> **Material shown**:

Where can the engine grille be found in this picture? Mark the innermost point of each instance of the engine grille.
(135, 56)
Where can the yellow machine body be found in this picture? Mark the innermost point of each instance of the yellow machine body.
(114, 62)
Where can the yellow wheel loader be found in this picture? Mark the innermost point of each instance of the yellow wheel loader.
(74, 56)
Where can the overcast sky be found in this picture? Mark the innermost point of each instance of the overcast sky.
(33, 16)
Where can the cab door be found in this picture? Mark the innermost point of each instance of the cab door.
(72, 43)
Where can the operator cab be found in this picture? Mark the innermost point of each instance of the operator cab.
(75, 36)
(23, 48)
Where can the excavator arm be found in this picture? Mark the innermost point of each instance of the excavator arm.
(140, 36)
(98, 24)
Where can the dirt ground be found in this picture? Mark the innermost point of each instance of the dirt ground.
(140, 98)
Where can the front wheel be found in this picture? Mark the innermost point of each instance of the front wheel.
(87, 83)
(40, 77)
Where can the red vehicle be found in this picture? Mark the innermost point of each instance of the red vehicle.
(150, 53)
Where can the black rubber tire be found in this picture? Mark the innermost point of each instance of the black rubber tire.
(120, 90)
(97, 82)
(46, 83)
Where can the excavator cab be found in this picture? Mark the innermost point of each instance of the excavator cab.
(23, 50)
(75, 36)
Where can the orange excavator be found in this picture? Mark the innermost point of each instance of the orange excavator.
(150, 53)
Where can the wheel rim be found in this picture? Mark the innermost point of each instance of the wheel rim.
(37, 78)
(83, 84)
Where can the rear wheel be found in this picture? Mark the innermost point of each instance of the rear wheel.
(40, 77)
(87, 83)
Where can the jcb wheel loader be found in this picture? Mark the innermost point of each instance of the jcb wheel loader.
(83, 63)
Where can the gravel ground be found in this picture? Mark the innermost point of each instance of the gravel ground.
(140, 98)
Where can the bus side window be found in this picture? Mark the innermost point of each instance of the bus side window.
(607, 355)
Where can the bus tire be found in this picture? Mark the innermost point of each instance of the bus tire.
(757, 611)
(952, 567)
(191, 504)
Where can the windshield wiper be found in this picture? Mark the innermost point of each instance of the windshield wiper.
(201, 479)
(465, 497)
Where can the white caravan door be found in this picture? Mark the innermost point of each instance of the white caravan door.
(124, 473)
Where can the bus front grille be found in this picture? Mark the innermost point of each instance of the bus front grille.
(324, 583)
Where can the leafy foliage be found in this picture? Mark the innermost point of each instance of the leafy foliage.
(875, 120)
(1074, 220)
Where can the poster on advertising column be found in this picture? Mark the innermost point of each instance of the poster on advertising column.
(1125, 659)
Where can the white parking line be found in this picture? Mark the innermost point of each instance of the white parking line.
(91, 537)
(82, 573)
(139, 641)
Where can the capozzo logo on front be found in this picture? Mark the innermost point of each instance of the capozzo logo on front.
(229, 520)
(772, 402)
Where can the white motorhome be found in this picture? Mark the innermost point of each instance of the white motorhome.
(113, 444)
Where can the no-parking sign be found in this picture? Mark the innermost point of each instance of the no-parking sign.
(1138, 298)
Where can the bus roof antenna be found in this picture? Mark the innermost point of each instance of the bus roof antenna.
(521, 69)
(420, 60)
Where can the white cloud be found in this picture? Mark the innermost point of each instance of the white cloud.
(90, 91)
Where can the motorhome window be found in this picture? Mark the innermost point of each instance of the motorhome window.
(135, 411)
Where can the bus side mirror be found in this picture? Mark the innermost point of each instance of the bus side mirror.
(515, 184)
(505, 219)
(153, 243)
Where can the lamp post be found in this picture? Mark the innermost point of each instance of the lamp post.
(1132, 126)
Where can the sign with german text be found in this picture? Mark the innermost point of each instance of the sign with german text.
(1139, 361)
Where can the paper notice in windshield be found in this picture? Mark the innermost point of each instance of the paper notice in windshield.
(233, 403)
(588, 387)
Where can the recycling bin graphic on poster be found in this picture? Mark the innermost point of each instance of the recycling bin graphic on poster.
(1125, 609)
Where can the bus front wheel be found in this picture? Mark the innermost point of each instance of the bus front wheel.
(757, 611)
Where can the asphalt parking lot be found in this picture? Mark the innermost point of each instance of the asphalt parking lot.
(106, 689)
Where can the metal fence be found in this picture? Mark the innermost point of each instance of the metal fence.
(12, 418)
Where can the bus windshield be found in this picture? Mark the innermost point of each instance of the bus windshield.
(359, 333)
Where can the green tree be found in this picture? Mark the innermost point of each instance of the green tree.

> **Exercise requirements**: A verbatim version of the complete listing above is to be returned.

> **Finished task**:
Where can the engine grille be found in this picture? Mark the innermost point of each instance of the engine grille.
(135, 56)
Where can the yellow machine body be found in this picture? Mark the innermost point of each instance of the yellow machine body.
(114, 62)
Where can the yellow wheel loader be found in this picture? Mark the innermost point of each instance of the yellow wheel loader.
(74, 56)
Where can the overcast sky be found in this picture? Mark the innermost point of each instance of the overcast sky.
(33, 16)
Where can the cab door be found in this picture? Mark the innermost point of each instance of the cab door.
(72, 43)
Where can the operator cab be found in this picture? Mark the innermost point of each instance of the operator cab.
(75, 36)
(23, 48)
Where can the excavator arm be found in this picture? Mark the innermost point of each instance of the excavator arm.
(140, 36)
(98, 24)
Where can the dirt ground be found in this picture? Mark the innermost point of each instance of the dirt ground.
(140, 98)
Where can the front wheel be found in this picture? Mark the innermost point of each instance of the front wheel.
(87, 83)
(40, 77)
Where can the red vehicle be found in this picture? Mark the innermost point of each instance of the red vehicle.
(150, 53)
Where can the black rubber tire be found in this picture? Mark the innermost point of each instance of the black rubber tire.
(120, 90)
(97, 82)
(46, 83)
Where can the excavator cab be found in this picture? Mark the innermost point of each instance of the excavator cab.
(23, 50)
(75, 36)
Where can the orange excavator be found in this picture? Mark the innermost point of each instance of the orange excavator.
(150, 53)
Where can the wheel rim be found in this picture? Mark the innermost point of each instance of the wheel rim.
(37, 78)
(83, 84)
Where can the rear wheel be found in this picture? Mark the innermost point of each instance of the rear wheel.
(40, 77)
(87, 83)
Where can the jcb wheel loader be found in this picture? Mark the innermost point of each instance of the jcb wheel loader.
(83, 63)
Where can the gravel ground be found in this picture? Mark the innermost point of each instance of the gravel ground.
(140, 98)
Where can the bus side window be found in this picture? Mark the innermost point of each instance of the bus side window.
(607, 355)
Where can the bus tire be found in this picture? Mark the innermost point of each instance of the bus tire.
(757, 611)
(952, 567)
(191, 504)
Where can the windshield wiper be found in this picture? Mark the innermost point of each instance of the windshield wiper.
(201, 479)
(465, 497)
Where can the white caravan door be found in this picture? Mark the innermost point of each instance of the white caravan door.
(124, 473)
Where can the bus front grille be found in this picture? Mark the innermost point of each instance of the bus front grille.
(324, 583)
Where can the leafy foliage be found in this picture? Mark the innermost point of each instance of the leafy foliage.
(875, 120)
(1074, 220)
Where can the poster on advertising column be found in this picture? Mark the innermost point of each instance of the poster on advertising column.
(1125, 659)
Where can the white parking line be found in this picture? Mark the innermost point of each instance of the white parking line.
(91, 537)
(82, 573)
(139, 641)
Where can the capozzo logo on front be found in this picture? Mark the innermost point of each instance of the capozzo logo on front.
(229, 520)
(772, 402)
Where can the white motorhome be found in this picture? Mark the innermost point of each instance of the white motorhome.
(113, 444)
Where can the no-parking sign be found in this picture? Mark the innermost point of each instance of the no-parking sign.
(1138, 298)
Where can the bus roof antenna be found in this picture? Mark the innermost point of each instance of the bus roof antenna.
(521, 69)
(420, 60)
Where can the white cloud be found in this picture? Mark the innermost point of each instance of the white cloud.
(90, 91)
Where can the motorhome window be found in this picture? Mark the innermost point of each instance of the motorhome window.
(135, 411)
Where can the bus side mirror be found in this picture? Mark the innermost point of each instance of the bus side mirror.
(515, 184)
(505, 219)
(153, 243)
Where can the lamp post be found in this picture? Mark the innermost point of each instance of the lamp post.
(1132, 126)
Where can the sign with german text be found in this picture? Mark the innermost point of each instance of the sign with german text.
(1139, 361)
Where can the paper notice in windshield be found in this picture? Mark the innermost point of each instance of the paper notice in windshield.
(233, 403)
(588, 387)
Where can the recycling bin graphic on poster be found in this picture? Mark the innermost point of each instance of the recycling bin graphic on poster.
(1125, 609)
Where can the bus front wheel be found in this picture? Mark the innermost point of each instance of the bus front wheel.
(757, 611)
Where can the asphalt parking lot be found in this picture? Mark the innermost point of each instance of the asphalt parking lot.
(106, 689)
Where can the metal fence be found in this picture? Mark the innermost point of each instance of the metal fence.
(12, 418)
Where can the bus windshield be found in this picture? Mark the innermost point of each instance of the bus windshield.
(359, 333)
Where can the green tree be found in this picture? Mark the innermost point of each instance of the green tree.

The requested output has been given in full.